Retoma el texto sobre la lengua propia y el balbuceo, y prosíguelo a partir de su última oración.

== Fragmento ==
*-*-*
El texto rebasa los límites de la escritura y deviene cuerpo.
No, Spinoza, nadie sabe lo que puede un texto; ni qué muros abrirá, ni qué pueblos creará... Mejor así.
La lengua común es la establecida al servicio de un supuesto sentido y corre a ciegas en pos de la verdad; el lenguaje de las identidades y las certezas que toma las palabras en su literalidad y las condena a un uso concreto, siendo susceptible de todo tipo de manipulaciones (2). Pero, ¿dónde queda el sujeto? Sujeto, eso sí, a la normatividad impuesta a través del lenguaje (3).
La verdad no ¡el aire!
Para abrir a
g
u
j
e
r
o
s
por los que introducir
la cabeza y mirar
hacia otro lado. (4)
Pero esta lengua está lejos de uno. Es de todos y de nadie.
Habla de no desde.
Para hablar desde uno sería preciso que la lengua atravesara el propio cuerpo, haciéndose con las fisuras que le son propias, sus huecos, sus sinuosidades y lo traduzca (5) a una nueva lengua, más parecida al balbuceo del poeta y del místico que no alcanza a decir, que duda, que tiembla y se exalta, en este extrañamiento de sí y del mundo que le rodea.
Si viniera,
si viniera un hombre,
si viniera un hombre al mundo, hoy, con
la barba de luz de
los patriarcas: debería
si hablara de este
tiempo,
debería
tan sólo balbucir y balbucir,
continua-, continua-,
mentemente.
(Pallaksch, pallaksch) (6)
Una lengua propia que acoja al extranjero que es uno para sí mismo; una lengua de la hospitalidad en la que se devenga anfitrión y huésped al mismo tiempo; una lengua que no pase por encima de uno sino que trace puentes entre sus partes falladas y desde ahí invente maneras de desplegarse —tanto como sea capaz de imaginar—, en ese decir(se) que le es propio, hacia su Deseo.
Aquí propongo una lengua en la que poder reconocerse y, a través de la cual podamos acoger a otros; una pequeña rebelión del lenguaje contra todas las tiranías.
*-*-*
== Material mostrado ==
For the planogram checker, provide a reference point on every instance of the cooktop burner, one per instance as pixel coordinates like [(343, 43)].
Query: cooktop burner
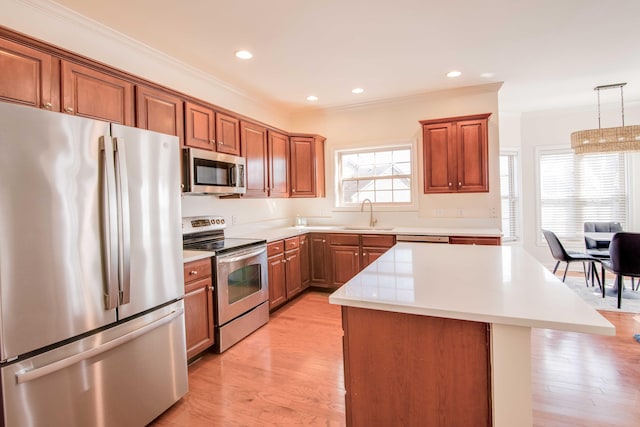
[(207, 234)]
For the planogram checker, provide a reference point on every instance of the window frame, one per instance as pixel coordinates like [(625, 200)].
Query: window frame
[(578, 241), (517, 191), (373, 147)]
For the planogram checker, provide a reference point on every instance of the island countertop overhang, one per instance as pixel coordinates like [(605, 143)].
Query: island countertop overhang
[(490, 284)]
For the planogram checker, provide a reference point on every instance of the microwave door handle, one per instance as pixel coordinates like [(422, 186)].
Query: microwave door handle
[(108, 222), (124, 220), (232, 176)]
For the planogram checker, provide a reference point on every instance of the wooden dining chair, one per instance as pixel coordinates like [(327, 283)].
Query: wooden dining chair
[(560, 254), (624, 252)]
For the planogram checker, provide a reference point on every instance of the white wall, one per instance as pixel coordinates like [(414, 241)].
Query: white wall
[(554, 128), (394, 122)]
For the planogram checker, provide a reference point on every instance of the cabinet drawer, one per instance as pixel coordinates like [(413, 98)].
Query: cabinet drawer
[(344, 239), (470, 240), (197, 270), (291, 243), (378, 240), (275, 248)]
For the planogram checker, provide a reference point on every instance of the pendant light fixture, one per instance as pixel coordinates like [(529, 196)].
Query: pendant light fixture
[(622, 138)]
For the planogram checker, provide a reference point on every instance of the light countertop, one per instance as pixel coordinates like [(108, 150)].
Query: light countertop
[(188, 255), (271, 235), (491, 284)]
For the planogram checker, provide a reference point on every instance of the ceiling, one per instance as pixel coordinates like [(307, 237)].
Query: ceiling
[(548, 53)]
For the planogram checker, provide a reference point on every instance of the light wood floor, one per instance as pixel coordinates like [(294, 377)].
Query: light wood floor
*-*-*
== Respuesta al problema ==
Epílogo
Creo que, bajo este texto, no hay uno sino muchos textos-cuerpos que le han precedido, hasta llegar, quizás, al primero, a la primera enunciación de mi existencia. Entonces escribir sería reescribir y, vivir, como consecuencia, una reformulación de lo ya-vivido para abrir nuevos caminos y crear otras formas más propias de con-vivencia.
Notas
(1) Il faut, en francés, significa hay que, pero también faltar. Aunque, la falta se dice en su lengua original, le manque.
(2) Nietzsche aborda de forma genial esta cuestión del lenguaje y su (in)adecuación a la realidad en Sobre verdad y mentira en sentido extramoral.
(3) Cuestión planteada por Foucault y desarrollada por Judith Butler en su magnífico trabajo Mecanismos psíquicos del poder.
(4) Poema de la grandísima poeta belga-española Chantal Maillard, de su libro La herida en la lengua.
(5) Ninguna lengua es lengua materna. Crear versos significa traducir. Esta reflexión tan genial como ella de la poeta Marina Tsvietaieva en una carta a Rilke de 1926 me hizo plantearme más a fondo la cuestión de la lengua. Pertenece al libro Cartas del verano de 1926.
(6) No podía faltar aquí esta conjunción entre la palabra con que Hölderlin al final de su vida decía tanto sí como no y el autor que más fecundamente ha ahondado en esta cuestión de la imposibilidad del decir a través de su poesía como es Paul Celan. Es parte del poema Tubinga, enero (1961), donde he combinado dos traducciones, ya que ninguna se ajustaba.
Todas las fotos son de autoría propia, realizadas en Normandía en septiembre del 2022.